» **EXERCISE PROMPT**:
Retype the listing that follows, word for word.

» **THE RECORDS**:
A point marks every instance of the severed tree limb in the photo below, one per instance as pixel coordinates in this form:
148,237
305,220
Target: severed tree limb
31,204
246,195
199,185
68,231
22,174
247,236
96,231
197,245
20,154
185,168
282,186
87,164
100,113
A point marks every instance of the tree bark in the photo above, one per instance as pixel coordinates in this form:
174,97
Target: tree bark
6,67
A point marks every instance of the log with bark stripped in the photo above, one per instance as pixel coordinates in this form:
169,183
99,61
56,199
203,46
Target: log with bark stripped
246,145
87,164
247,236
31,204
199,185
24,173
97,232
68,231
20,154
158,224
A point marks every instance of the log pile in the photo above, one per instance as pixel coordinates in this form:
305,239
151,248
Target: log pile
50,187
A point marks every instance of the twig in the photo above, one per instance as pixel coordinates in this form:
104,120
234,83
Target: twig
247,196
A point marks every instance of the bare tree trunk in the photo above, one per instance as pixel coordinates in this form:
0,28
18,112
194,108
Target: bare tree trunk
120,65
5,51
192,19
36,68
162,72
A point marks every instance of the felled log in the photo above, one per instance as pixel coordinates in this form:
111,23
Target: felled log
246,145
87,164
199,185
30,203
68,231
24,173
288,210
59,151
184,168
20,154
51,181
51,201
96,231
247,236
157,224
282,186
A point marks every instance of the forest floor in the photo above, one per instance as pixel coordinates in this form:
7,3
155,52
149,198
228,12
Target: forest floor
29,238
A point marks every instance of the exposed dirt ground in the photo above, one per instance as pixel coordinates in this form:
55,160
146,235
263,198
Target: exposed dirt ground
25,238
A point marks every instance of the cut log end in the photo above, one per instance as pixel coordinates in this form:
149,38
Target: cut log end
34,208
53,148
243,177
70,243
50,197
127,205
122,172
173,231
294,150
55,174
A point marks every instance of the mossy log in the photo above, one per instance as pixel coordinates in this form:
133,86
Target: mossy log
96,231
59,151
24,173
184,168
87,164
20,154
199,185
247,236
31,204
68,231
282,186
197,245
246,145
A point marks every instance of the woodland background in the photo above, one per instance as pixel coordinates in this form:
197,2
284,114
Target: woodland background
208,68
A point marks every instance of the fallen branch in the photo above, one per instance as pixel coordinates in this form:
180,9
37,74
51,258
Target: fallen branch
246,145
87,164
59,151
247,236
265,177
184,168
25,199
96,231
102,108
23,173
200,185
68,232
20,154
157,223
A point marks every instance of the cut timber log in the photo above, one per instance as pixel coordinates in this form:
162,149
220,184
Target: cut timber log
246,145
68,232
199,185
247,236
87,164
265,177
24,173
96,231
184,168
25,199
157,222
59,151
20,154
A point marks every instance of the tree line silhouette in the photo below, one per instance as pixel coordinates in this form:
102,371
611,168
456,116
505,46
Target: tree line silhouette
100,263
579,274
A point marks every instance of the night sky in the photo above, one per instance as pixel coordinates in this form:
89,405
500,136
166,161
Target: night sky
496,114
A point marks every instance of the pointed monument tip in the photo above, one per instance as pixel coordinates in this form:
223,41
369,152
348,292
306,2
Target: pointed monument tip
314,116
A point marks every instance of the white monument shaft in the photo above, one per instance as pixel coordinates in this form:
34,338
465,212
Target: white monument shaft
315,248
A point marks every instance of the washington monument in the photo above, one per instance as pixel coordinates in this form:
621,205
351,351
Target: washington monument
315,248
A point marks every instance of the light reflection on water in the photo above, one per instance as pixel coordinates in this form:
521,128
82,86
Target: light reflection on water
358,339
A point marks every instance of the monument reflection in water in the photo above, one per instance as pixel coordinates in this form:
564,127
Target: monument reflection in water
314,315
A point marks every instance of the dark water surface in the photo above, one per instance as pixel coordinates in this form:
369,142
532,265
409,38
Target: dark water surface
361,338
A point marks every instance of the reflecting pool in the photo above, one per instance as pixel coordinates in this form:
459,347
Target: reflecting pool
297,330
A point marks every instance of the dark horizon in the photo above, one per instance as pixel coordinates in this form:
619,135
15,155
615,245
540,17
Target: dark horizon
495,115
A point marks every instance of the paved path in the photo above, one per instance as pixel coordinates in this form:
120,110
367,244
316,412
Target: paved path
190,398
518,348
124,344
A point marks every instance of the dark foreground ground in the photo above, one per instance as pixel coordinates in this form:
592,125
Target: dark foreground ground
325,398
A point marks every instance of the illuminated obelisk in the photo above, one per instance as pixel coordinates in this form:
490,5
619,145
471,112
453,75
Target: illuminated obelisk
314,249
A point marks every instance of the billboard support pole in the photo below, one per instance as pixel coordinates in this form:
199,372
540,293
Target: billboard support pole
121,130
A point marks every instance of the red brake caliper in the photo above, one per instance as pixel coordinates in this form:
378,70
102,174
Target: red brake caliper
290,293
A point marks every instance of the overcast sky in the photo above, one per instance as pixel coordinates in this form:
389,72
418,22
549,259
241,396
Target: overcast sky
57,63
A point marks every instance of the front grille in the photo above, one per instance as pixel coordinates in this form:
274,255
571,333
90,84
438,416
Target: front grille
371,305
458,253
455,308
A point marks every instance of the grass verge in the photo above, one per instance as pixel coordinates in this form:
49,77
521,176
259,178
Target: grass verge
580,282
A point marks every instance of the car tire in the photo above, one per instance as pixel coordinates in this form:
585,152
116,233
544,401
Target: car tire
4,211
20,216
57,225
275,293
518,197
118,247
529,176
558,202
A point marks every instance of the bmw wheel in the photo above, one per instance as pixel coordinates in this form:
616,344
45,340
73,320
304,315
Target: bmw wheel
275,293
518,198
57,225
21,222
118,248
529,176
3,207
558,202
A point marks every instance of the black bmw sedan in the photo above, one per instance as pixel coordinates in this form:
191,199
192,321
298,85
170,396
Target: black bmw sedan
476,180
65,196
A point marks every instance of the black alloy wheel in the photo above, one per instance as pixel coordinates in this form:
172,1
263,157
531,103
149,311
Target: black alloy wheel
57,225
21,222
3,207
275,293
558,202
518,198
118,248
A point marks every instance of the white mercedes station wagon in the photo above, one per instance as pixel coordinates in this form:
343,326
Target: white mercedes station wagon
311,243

» **SOLVED EXERCISE**:
A point marks every instance of the severed tree limb in the photo below, one per instance as pixel coordinates in this form:
148,237
305,220
Target: severed tree limb
31,204
246,195
199,185
68,231
22,174
247,236
96,231
197,245
20,154
185,168
282,186
87,164
100,113
A point marks every instance of the tree bark in the photo above, one per instance as pixel coordinates in this form:
174,97
Target: tree bark
6,67
A point marks every instance of the log with bark stripped in the photo above, one per instance as pixel coordinates in this form:
169,183
99,61
56,199
203,46
Target: log with bark stripped
246,145
87,164
247,236
31,204
199,185
24,173
97,232
68,231
20,154
158,224
A point marks every instance of the log pile in the photo above, one per instance as pixel coordinates in this form:
305,239
151,248
Target: log pile
50,187
A point marks every instance of the twig in the photo above, one per instance as pixel coordinates in this form:
104,120
234,83
Target: twig
247,196
A point marks every instance of the bare tree trunk in the photo above, one per instance as pixel coordinates in this form:
0,28
18,112
194,108
Target: bare tree trunk
120,65
5,51
192,19
36,68
162,72
A point marks every instance of the felled log in the photo above, one per instance as pixel coordinates in this form:
111,23
Target: felled log
246,145
87,164
199,185
30,203
68,231
24,173
288,210
59,151
184,168
20,154
51,181
51,201
96,231
247,236
157,224
282,186
A point marks every instance of the forest floor in the photo above, one per instance as pixel coordinates in this form:
7,3
155,52
149,198
228,12
Target: forest floor
29,238
A point marks every instance of the exposed dirt ground in the photo above, one per instance as pixel coordinates in this form:
55,160
146,235
263,198
Target: exposed dirt ground
25,238
A point marks every instance of the cut log end in the photo above, one per instance as pixel coordinates in this form:
149,38
Target: cut log end
34,208
53,148
243,177
70,243
50,197
127,205
122,172
173,231
294,150
55,174
A point marks every instance of the mossy log in the photo above, one per instance as pixel coordinates in this form:
133,86
Target: mossy log
96,231
59,151
24,173
184,168
87,164
20,154
199,185
247,236
31,204
68,231
282,186
197,245
246,145
A point marks every instance of the woodland background in the photo above, one per instance as pixel coordinates in this form:
197,2
284,114
Target: woodland background
208,68
A point marks every instance of the fallen branch in the photo above, one per instance as pixel coordinates in this form:
180,9
37,74
51,258
Target: fallen branch
246,145
87,164
59,151
247,236
265,177
184,168
25,199
96,231
102,108
23,173
200,185
68,232
20,154
157,223
A point marks every instance of the cut timber log in the photo above, one per instance as pixel coordinates in this form:
162,149
220,184
Target: cut timber log
246,145
68,232
199,185
247,236
87,164
265,177
24,173
96,231
184,168
25,199
157,222
59,151
20,154
A point marks every instance of the tree line silhouette in the photo below, one per instance as pixel coordinates in this form:
102,371
611,168
456,116
505,46
Target: tree line silhouette
100,263
579,274
A point marks every instance of the night sky in the photo above, one per instance as pixel coordinates in this form:
89,405
500,136
166,161
Target: night sky
496,114
A point marks every instance of the pointed monument tip in the photo above, one per instance as pixel coordinates in this form:
223,41
369,152
348,292
306,2
Target: pointed monument tip
314,116
A point marks every instance of the white monument shaft in the photo above, one per instance as pixel coordinates in this form:
34,338
465,212
Target: white monument shaft
315,248
A point marks every instance of the washington monument in the photo above, one per instance as pixel coordinates in this form:
621,205
351,351
Target: washington monument
315,248
A point marks every instance of the light reflection on water in the photo above, one per instance as pixel coordinates in this form:
521,128
82,86
Target: light reflection on water
358,339
A point marks every instance of the monument reflection in water in the photo above, one per instance as pixel coordinates in this form:
564,127
Target: monument reflection in water
314,315
A point marks every instance of the dark water surface in the photo above, one per instance as pixel coordinates in this form:
369,142
532,265
409,38
Target: dark water surface
361,338
A point marks every instance of the reflecting pool in the photo above, one per instance as pixel coordinates in this form:
459,347
Target: reflecting pool
297,330
A point marks every instance of the dark horizon in the photo above, one per instance as pixel coordinates in this form:
619,135
15,155
615,245
540,17
Target: dark horizon
495,115
A point marks every instance of the paved path in the photo above, one per instance as pixel coordinates in this form:
120,110
367,244
316,412
Target: paved path
190,398
518,348
124,344
A point marks every instance of the dark foreground ground in the photo above, one per instance as pixel coordinates in this form:
592,125
Target: dark foreground ground
325,398
A point marks every instance of the illuminated obelisk in the photo above, one per instance as pixel coordinates in this form:
490,5
619,145
471,112
453,75
Target: illuminated obelisk
314,249
A point marks every instance of the billboard support pole in the photo below, one per instance as pixel coordinates in this form:
199,372
540,293
Target: billboard support pole
121,130
A point marks every instance of the red brake caliper in the photo above, one per instance as pixel coordinates in this form:
378,70
102,174
Target: red brake caliper
290,293
A point marks every instance of the overcast sky in the photo above, one per instance as pixel coordinates in this form:
389,72
418,22
549,259
241,396
Target: overcast sky
57,63
A point marks every instance of the front grille in the photo above, one per instance as pixel coordinates in this form:
274,255
571,333
90,84
438,416
Target: front grille
371,305
458,253
455,308
A point marks every instance of the grass verge in the photo above, one per instance as pixel coordinates in this form:
49,77
521,176
259,178
Target: grass verge
580,282
A point marks every instance of the car tire in the photo above, one per instance as pixel coordinates in this form:
585,152
116,233
544,401
Target: car tire
4,211
20,216
57,225
275,293
518,197
118,247
529,176
558,202
A point marks every instance of the bmw wheel in the photo above, one per instance as pixel coordinates in this form:
616,344
45,340
73,320
304,315
Target: bmw wheel
275,293
518,198
57,225
21,222
118,248
529,176
3,207
558,202
A point marks every instance of the black bmw sedan in the photo above, one per instance as pixel coordinates in this form:
191,199
192,321
298,85
170,396
Target: black bmw sedan
476,180
65,196
A point marks every instance of the black alloy wheel in the photo above, one per instance as pixel coordinates in this form:
172,1
263,157
531,103
149,311
Target: black alloy wheel
57,225
21,222
3,207
275,293
558,202
518,198
118,248
A point marks every instance of the white mercedes station wagon in the photo above, one per instance as pixel coordinates in this form:
343,326
Target: white mercedes station wagon
311,243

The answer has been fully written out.